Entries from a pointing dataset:
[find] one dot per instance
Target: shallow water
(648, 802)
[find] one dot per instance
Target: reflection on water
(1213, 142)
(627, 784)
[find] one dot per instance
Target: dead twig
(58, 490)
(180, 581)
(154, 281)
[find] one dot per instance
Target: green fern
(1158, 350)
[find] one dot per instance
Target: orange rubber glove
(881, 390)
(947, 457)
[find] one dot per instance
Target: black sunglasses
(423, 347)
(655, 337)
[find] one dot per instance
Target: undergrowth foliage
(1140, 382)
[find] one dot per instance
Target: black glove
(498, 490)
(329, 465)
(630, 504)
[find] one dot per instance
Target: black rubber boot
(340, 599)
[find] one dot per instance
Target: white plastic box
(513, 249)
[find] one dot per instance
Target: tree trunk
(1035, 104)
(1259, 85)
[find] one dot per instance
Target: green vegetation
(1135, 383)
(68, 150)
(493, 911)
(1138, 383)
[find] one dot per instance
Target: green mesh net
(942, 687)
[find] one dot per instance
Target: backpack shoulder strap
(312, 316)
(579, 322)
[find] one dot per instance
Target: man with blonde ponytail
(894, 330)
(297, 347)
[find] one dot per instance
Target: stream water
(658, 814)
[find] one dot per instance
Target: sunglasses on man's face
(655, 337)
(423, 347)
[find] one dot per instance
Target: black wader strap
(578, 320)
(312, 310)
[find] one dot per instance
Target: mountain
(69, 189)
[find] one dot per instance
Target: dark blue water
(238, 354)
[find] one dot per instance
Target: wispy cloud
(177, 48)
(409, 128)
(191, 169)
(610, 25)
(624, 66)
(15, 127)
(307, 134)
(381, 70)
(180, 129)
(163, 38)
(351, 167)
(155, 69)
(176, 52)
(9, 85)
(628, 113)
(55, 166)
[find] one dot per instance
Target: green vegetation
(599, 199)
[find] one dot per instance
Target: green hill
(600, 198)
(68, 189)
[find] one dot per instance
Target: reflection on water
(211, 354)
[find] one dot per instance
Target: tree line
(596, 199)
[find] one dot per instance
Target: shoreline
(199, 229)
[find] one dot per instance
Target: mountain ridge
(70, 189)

Task objective.
Count the lines in the records that contain the string "black". Reply with the number alone.

Output below.
4